WHAT YOU ARE ASKED TO DO >> Write out the entire listing below word for word, leaving out the pictures.

STORED DATA >>

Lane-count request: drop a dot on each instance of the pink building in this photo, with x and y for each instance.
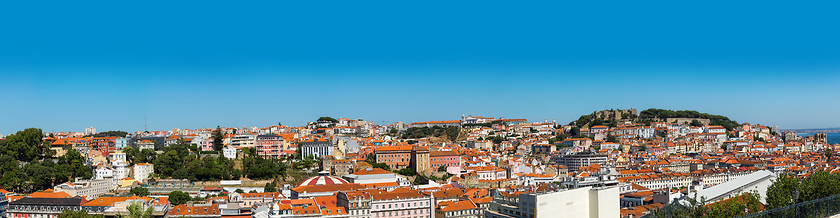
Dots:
(269, 146)
(444, 158)
(207, 144)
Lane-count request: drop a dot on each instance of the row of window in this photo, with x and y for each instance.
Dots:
(402, 205)
(399, 213)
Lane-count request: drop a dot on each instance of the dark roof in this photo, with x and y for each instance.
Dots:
(49, 201)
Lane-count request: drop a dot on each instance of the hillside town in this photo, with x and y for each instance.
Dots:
(611, 163)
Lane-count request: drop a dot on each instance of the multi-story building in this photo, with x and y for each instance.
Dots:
(121, 169)
(92, 188)
(31, 207)
(243, 141)
(269, 146)
(419, 158)
(396, 157)
(4, 203)
(121, 143)
(229, 152)
(373, 176)
(317, 147)
(146, 144)
(143, 170)
(458, 209)
(356, 203)
(660, 180)
(575, 161)
(205, 210)
(104, 144)
(444, 158)
(447, 123)
(402, 204)
(580, 202)
(338, 167)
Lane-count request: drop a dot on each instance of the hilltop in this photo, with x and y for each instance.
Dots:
(614, 117)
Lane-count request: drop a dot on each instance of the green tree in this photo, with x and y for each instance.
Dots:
(270, 187)
(12, 176)
(179, 197)
(74, 164)
(25, 145)
(135, 210)
(695, 123)
(818, 185)
(779, 193)
(420, 180)
(140, 191)
(77, 214)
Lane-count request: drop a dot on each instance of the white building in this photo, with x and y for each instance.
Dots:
(90, 188)
(229, 152)
(758, 181)
(580, 202)
(143, 170)
(121, 169)
(104, 172)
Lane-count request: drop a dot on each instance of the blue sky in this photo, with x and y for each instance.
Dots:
(191, 64)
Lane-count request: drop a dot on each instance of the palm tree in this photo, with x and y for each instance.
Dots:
(135, 210)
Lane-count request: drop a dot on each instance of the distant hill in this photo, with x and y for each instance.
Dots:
(816, 130)
(652, 115)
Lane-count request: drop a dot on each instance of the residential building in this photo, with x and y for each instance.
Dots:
(33, 207)
(447, 123)
(457, 209)
(580, 202)
(92, 188)
(317, 147)
(229, 152)
(269, 146)
(205, 210)
(584, 159)
(4, 203)
(143, 170)
(444, 158)
(401, 203)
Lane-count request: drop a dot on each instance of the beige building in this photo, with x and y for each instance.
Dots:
(143, 170)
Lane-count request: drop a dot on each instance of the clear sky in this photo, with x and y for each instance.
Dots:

EXERCISE OUTPUT >>
Lane-count request: drop a dot on each instance of the pink building in this photo, with x and y for each instance.
Dots:
(269, 146)
(444, 158)
(207, 144)
Lane-count request: drop a dot on each instance of the row of window in this photo, with x and y for each instance.
Dots:
(402, 205)
(399, 213)
Lane-count request: drop a dot on each instance of the dark roof in this photo, with x and y for each instance.
Dots:
(49, 201)
Lane-count request: drop a dot on each instance of the hillside town in this photo, with x and y for each instance.
Dots:
(611, 163)
Lane-count request: drop a dot on each instance of the multi-story building in this photo, with x and y for each instance.
Dots:
(121, 169)
(92, 188)
(31, 207)
(243, 141)
(269, 146)
(419, 158)
(396, 157)
(4, 203)
(121, 143)
(229, 152)
(373, 176)
(317, 147)
(146, 144)
(143, 170)
(458, 209)
(356, 203)
(660, 180)
(575, 161)
(205, 210)
(104, 144)
(444, 158)
(447, 123)
(402, 204)
(580, 202)
(338, 167)
Lane-count request: drop a dot on each instance of the hilltop in this photo, with x and y for each instance.
Dots:
(614, 117)
Lane-count request: drop a dot on each instance of the green tree in this photo, with x and y for each instance.
Dots:
(270, 187)
(12, 176)
(179, 197)
(74, 164)
(25, 145)
(135, 210)
(695, 123)
(818, 185)
(779, 193)
(420, 180)
(140, 191)
(77, 214)
Lane-count request: drop a dot on each instance of the white building in this photo, with x and y for each instance.
Dots:
(90, 188)
(229, 152)
(758, 181)
(580, 202)
(143, 170)
(121, 169)
(104, 172)
Lane-count request: drop a dot on each instance of the blue sky in this photo, with x and y for each instance.
Dots:
(191, 64)
Lane-count request: drop a dot on each instance of the palm tree in this photo, with x and y for each instance.
Dots:
(135, 210)
Lane-count request: drop a dot on each instance of the distant hill in this photo, with x and y for each instance.
Dots:
(816, 130)
(652, 115)
Lane-count request: drop a dot on each instance of the residential building in this photo, with x and y for each instance.
Dots:
(33, 207)
(447, 123)
(457, 209)
(580, 202)
(92, 188)
(317, 147)
(229, 152)
(269, 146)
(205, 210)
(584, 159)
(4, 203)
(143, 170)
(444, 158)
(401, 203)
Lane-count request: drop a dot on each instance of the beige building in this photo, with x and y for each instance.
Dots:
(143, 170)
Lane-count request: drop a dot on each instance of the clear sky in this photo, with x and y for each instance.
Dots:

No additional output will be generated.